RECORD SET Block Start

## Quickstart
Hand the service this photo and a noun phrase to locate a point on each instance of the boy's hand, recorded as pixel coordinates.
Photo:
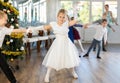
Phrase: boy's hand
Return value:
(29, 30)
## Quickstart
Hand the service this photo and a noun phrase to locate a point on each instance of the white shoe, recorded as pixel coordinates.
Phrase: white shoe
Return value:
(46, 79)
(75, 75)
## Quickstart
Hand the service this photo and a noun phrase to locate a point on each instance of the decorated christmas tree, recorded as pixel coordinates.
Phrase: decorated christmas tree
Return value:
(13, 45)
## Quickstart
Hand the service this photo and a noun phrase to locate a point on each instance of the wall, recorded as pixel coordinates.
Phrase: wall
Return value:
(87, 35)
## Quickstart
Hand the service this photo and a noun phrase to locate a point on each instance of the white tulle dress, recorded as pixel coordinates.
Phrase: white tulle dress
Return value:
(62, 53)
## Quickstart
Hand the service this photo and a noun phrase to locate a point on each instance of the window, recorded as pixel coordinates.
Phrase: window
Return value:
(83, 11)
(88, 10)
(43, 11)
(68, 5)
(112, 7)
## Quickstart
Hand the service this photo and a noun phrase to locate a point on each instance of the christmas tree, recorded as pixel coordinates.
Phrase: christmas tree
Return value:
(13, 44)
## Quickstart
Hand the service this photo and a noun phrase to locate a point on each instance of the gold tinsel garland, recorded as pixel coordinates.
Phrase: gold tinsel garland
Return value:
(14, 35)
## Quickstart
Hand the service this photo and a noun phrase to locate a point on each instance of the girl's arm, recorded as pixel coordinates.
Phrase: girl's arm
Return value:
(78, 25)
(19, 30)
(113, 18)
(72, 22)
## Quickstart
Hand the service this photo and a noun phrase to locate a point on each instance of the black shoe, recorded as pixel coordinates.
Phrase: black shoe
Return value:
(86, 55)
(98, 57)
(94, 49)
(104, 50)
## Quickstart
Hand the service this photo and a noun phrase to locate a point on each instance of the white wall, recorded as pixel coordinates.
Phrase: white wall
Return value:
(87, 35)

RECORD SET Block End

### [EXERCISE BRIEF]
State how many lines of the entries above include the string "dress". The reply is that number alone.

### [WORKED SOLUTION]
2